Goal A:
Identify every line in the records below that contains the string "landscape", with case counting, and copy each of those lines.

##### Article #####

Build Status Dependency Status Coverage Status Code Climate Gem Version License Badges

Replacer Bot

Twitter bot that:

  • Searches Twitter for a phrase
  • Search-and-replaces phrases in the tweets
  • Tweets them
  • Makes a note of the last tweet found so it knows where to start from next time

Installation

gem install replacer_bot

or

git clone https://github.com/pikesley/replacer_bot
cd replacer_bot
bundle
rake install

Configuration

The default config is here, you'll want to create your own config at ~/.replacer_bot/config.yml to override some of these, something like:

search_term: David Cameron
replacements:
  - david cameron: "Satan's Little Helper"
  - cameron: Satan
save_file: /Users/sam/.replacer_bot/last.tweet
seen_tweets: /Users/sam/.replacer_bot/seen.tweets

Notes:

  • The search-and-replace terms will be applied in the order listed, which you may or may not care about
  • The search and replace has a number of passes based on some of my finger-in-the-air Reckons, which are probably easiest to understand via the specs. After it tries each of these search-and-replace operations, it does a case-insensitive regex search-and-replace using the raw terms from the YAML (in order to catch SHittily-typeD things, because Twitter is a mess)
  • Your takeaway from this should be that if your replacement is a name or whatever, put it in the YAML Titlecased, otherwise lowercase it, and it should do the Right Thing

Twitter credentials

You'll also need some Twitter credentials, store them in ~/.replacer_botrc like this:

CONSUMER_KEY: some_key
CONSUMER_SECRET: some_secret
TOKEN: oauth_token
SECRET: oauth_secret

(and see this for help on setting up Twitter bots)

##### Recorded data #####

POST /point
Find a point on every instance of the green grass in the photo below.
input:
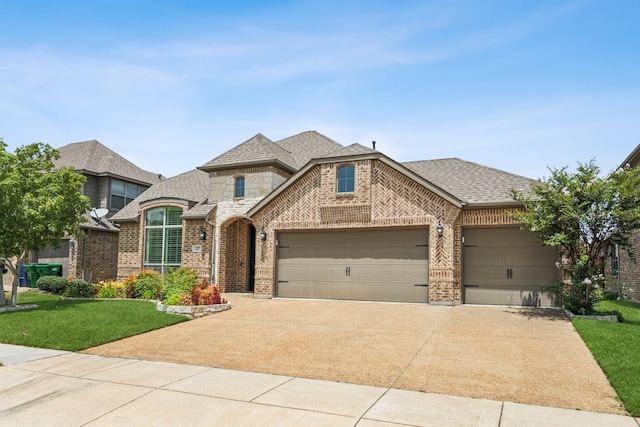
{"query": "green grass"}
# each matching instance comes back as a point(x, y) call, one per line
point(78, 324)
point(616, 347)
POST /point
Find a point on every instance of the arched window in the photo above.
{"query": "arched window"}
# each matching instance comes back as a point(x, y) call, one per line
point(239, 187)
point(163, 238)
point(346, 179)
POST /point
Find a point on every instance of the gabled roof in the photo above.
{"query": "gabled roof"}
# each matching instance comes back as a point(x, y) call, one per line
point(470, 182)
point(363, 153)
point(189, 188)
point(93, 158)
point(308, 145)
point(351, 150)
point(258, 150)
point(102, 224)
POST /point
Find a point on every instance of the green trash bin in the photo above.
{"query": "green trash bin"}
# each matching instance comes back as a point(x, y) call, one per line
point(56, 270)
point(47, 269)
point(32, 275)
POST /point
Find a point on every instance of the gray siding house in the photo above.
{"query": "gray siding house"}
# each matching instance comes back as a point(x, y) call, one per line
point(112, 183)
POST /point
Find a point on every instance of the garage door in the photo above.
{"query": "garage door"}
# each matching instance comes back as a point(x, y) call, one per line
point(507, 266)
point(356, 265)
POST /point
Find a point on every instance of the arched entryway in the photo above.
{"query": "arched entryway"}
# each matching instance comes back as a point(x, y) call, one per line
point(237, 255)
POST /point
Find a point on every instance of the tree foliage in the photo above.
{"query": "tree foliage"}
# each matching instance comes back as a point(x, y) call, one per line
point(583, 213)
point(38, 203)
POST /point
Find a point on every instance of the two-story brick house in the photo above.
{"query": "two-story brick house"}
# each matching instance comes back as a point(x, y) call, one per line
point(307, 217)
point(627, 278)
point(111, 183)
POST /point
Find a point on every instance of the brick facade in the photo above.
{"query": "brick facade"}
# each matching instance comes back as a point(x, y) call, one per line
point(196, 253)
point(628, 278)
point(383, 197)
point(94, 257)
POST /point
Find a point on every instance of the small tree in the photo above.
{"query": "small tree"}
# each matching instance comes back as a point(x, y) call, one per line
point(583, 213)
point(38, 204)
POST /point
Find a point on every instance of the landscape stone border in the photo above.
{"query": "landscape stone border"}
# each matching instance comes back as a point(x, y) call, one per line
point(606, 318)
point(193, 311)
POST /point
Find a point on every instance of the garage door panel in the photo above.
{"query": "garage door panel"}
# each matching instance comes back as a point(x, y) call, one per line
point(372, 265)
point(507, 295)
point(507, 266)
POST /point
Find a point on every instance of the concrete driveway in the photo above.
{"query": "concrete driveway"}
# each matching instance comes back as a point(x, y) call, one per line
point(531, 356)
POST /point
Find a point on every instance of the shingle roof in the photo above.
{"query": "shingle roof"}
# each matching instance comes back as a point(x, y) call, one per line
point(351, 150)
point(93, 158)
point(102, 224)
point(255, 150)
point(192, 187)
point(470, 182)
point(308, 145)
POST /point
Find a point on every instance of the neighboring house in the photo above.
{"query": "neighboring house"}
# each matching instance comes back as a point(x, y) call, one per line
point(307, 217)
point(628, 278)
point(112, 183)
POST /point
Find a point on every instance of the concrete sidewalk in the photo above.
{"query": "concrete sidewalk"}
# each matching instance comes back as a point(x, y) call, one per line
point(49, 387)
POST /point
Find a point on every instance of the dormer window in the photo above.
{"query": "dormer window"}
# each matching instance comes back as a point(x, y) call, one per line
point(123, 193)
point(346, 179)
point(239, 187)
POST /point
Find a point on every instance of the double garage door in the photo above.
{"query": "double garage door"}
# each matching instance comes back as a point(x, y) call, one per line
point(507, 266)
point(368, 265)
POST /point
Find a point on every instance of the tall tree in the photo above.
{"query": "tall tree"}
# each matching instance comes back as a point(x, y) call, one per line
point(38, 204)
point(583, 213)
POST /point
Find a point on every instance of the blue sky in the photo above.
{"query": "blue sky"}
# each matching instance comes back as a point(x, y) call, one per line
point(515, 85)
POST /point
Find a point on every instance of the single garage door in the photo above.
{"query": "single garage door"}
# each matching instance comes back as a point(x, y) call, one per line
point(507, 266)
point(371, 265)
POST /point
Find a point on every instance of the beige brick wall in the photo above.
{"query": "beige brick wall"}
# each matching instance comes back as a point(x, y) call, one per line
point(94, 257)
point(131, 252)
point(259, 182)
point(628, 280)
point(383, 197)
point(196, 253)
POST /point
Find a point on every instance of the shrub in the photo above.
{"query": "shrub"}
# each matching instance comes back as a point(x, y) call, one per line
point(78, 288)
point(203, 294)
point(53, 284)
point(111, 289)
point(147, 285)
point(178, 282)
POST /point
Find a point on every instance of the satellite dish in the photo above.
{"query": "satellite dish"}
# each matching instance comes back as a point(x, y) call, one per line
point(99, 213)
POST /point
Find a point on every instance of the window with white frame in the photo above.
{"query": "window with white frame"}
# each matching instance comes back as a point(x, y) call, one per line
point(346, 179)
point(163, 238)
point(123, 193)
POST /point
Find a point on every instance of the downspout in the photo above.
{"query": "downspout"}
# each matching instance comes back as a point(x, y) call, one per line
point(213, 251)
point(84, 252)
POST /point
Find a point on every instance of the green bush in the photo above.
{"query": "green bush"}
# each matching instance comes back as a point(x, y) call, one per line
point(78, 288)
point(178, 282)
point(53, 284)
point(111, 289)
point(147, 285)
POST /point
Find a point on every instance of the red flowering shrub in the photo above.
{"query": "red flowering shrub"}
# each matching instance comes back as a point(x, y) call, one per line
point(205, 294)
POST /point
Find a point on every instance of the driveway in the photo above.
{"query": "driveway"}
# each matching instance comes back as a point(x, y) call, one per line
point(531, 356)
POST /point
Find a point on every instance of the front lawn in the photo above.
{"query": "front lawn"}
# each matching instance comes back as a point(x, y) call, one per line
point(78, 324)
point(616, 347)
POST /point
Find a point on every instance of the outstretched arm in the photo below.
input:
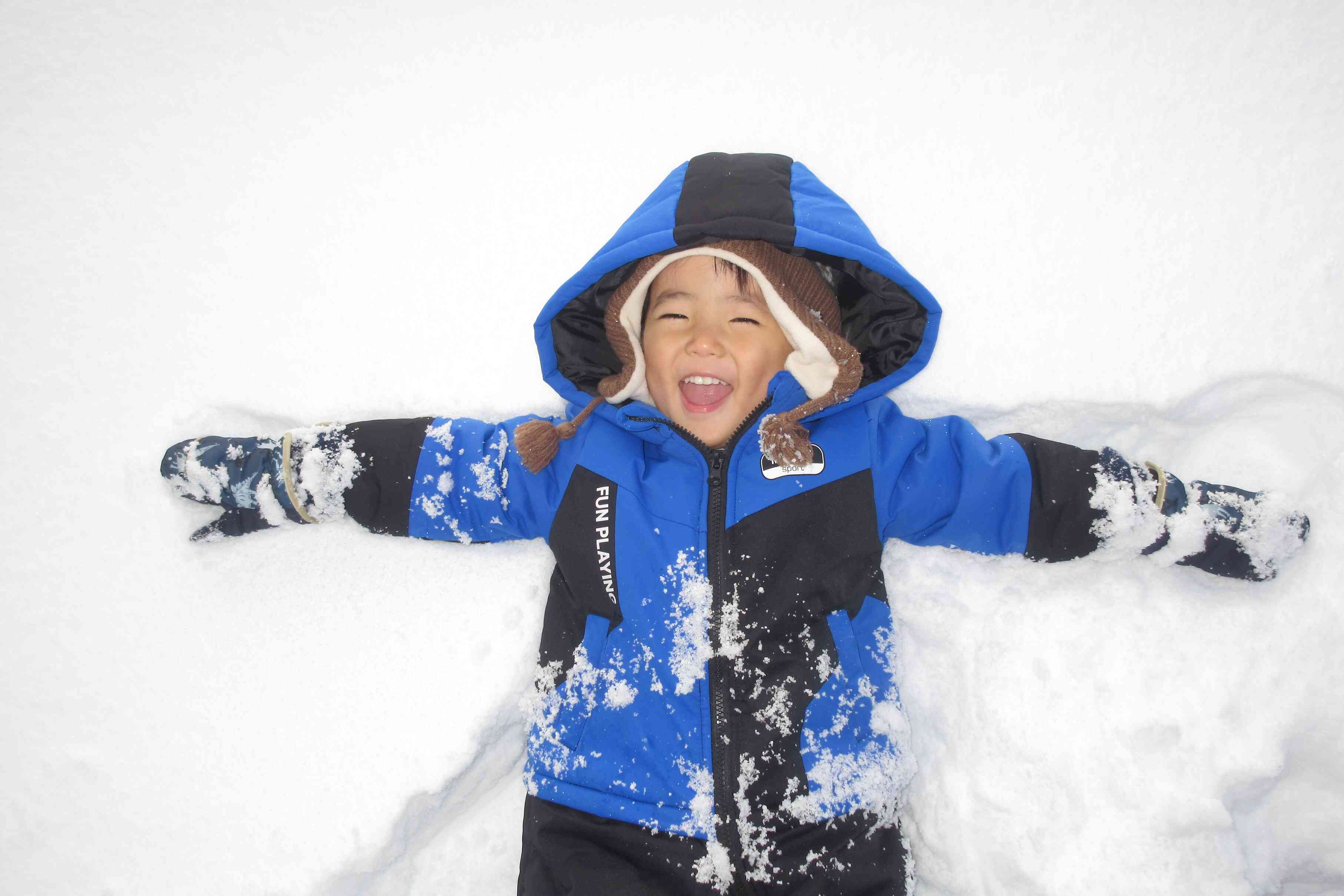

#####

Goal B:
Answer these questions from the Replacer Bot README above:
(i) At what path should you create your own config file?
(ii) In what order are the search-and-replace terms applied?
(iii) In which file should the Twitter credentials be stored?

Task solution A:
Find a point on every instance of the landscape stone border in the photo above.
{"query": "landscape stone border"}

Task solution B:
(i) ~/.replacer_bot/config.yml
(ii) In the order listed
(iii) ~/.replacer_botrc